#### [PASSAGE GIVEN]
+ + +

The sheet placement unit 115 relating to the present invention is composed of the sheet bundle tray 116 as the sheet placement section, and the sheet holding mechanism 117 as a sheet holding device. The sheet bundle tray 116 is constituted of a sheet bundle tray body 116A, a sheet bundle auxiliary tray 116E, and a sheet conveyance device (with no referential mark) and others. A sheet conveyance device includes the sheet conveyance belt 116B, the belt driving roller 116C, the belt follower roller 116D, and a driving motor which is not illustrated and drives the belt driving roller 116C. The sheet bundle tray body 116A is provided to be inclined so that the downstream side may become higher than the other side in the sheet conveying direction from the left-hand side surface of the post-processing apparatus 2 towards the outside.

The belt driving roller 116C and the belt follower roller 116D are provided rotatably in the sheet bundle tray body 116A, are wound around by the sheet conveyance belt 116B whose slope is equivalent to the slope of the sheet bundle tray body 116A, and hold the sheet conveyance belt 115B rotatably. The belt driving roller 116C is provided on the inclined sheet bundle tray body 116A on the downstream side in the sheet conveying direction, is connected with the above-mentioned driving motor, and is rotated. The belt follower roller 116D is located near the left-hand side of the post-processing apparatus 2, and a rotation by following is carried out with the sheet conveyance belt 116B through the belt driving roller 116C. Moreover, inside the belt follower roller 116D, a sheet position sensor PS as a sheet position detecting device is provided. The sheet bundle auxiliary tray 116E is provided at the downstream side of the sheet bundle tray body 116A in the sheet conveying direction, and it has a larger inclination than the inclined sheet bundle tray body 116A. When many sheet bundles Pa are loaded on the sheet bundle tray body 116A and are conveyed with the sheet conveyance belt 116B, the sheet bundle auxiliary tray 116E prevents the drop of sheet bundle Pa from the sheet bundle tray 116, and it also has a function of keeping the interval between the sheet bundles Pa properly.

+ + +

#### [SUPPLIED INFORMATION]
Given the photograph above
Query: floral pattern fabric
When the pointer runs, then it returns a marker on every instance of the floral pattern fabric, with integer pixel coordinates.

+ + +

#### [PROBLEM 1]
Summarize the passage on the sheet placement unit in two sentences.
#### [PROBLEM 2]
In the sheet placement unit passage, what is provided inside the belt follower roller 116D?
#### [PROBLEM 3]
Extend the passage on the sheet placement unit, picking up after its final sentence.
The material above stands apart from the passage on the sheet placement unit.

#### [WRITTEN REPLY 1]
Sheet placement unit 115 consists of sheet bundle tray 116 and sheet holding mechanism 117. The tray includes an inclined tray body 116A, a more steeply inclined auxiliary tray 116E that keeps sheet bundles from dropping and properly spaced, and a conveyance device in which a motor-driven roller 116C at the downstream end turns belt 116B while follower roller 116D, which houses sheet position sensor PS, rotates along with it.

#### [WRITTEN REPLY 2]
A sheet position sensor PS, serving as a sheet position detecting device.

#### [WRITTEN REPLY 3]
The sheet holding mechanism 117 as a sheet holding device relating to the present invention is provided above the sheet bundle tray 116. the sheet holding mechanism 117 includes the center holding member 118 as a main sheet holding device, a pair of right-and-left holding members 119 as a sub-sheet holding device, and the hold member 117A which holds the center holding member 118 and the right-and-left holding member 119. The fixed shaft Jk1 which is provided on the left-hand side face of the post-processing apparatus 2 and holds the center holding member 118 swingably, and fixed shaft Jk2 which holds a pair of right-and-left holding members 119 slidably or swingably are fixed to the hold member 117A. Moreover, stopper shafts St1 and St2 which restrict the moving range where the center holding member 118 swings and stopper shafts St3 and St4 which restrict the moving range where a pair of right-and-left holding members 119 slide or swing are fixed to the hold member 117A.

A rotation center hole (with no referential mark) is formed near one end of the center holding member 118, and this rotation center hole fits to fixed shaft Jk1 fixed on the hold member 117A, and it is held swingably. Further, a sheet contacting edge section 118a as the 1st contacting section that comes in contact with the sheet bundle Pa is formed in the other end of the sheet of the center holding member 118, a pit section (with no referential mark) is formed near sheet contacting edge section 118a, and a mass adjusting member SC is inserted in the pit section. The mass of mass adjusting member SC is set as a proper value according to the type, size, basis weight of the sheet which forms a sheet bundle, the number of sheets and the like.

When plural sheet bundles Pa are loaded, the center holding member 118 has a function to prevent collapse of sheet bundle Pa, while it presses down the upper surface of sheet bundle Pa and regulates the swell of the folding section, when sheet bundle Pa is discharged on the sheet bundle tray 116.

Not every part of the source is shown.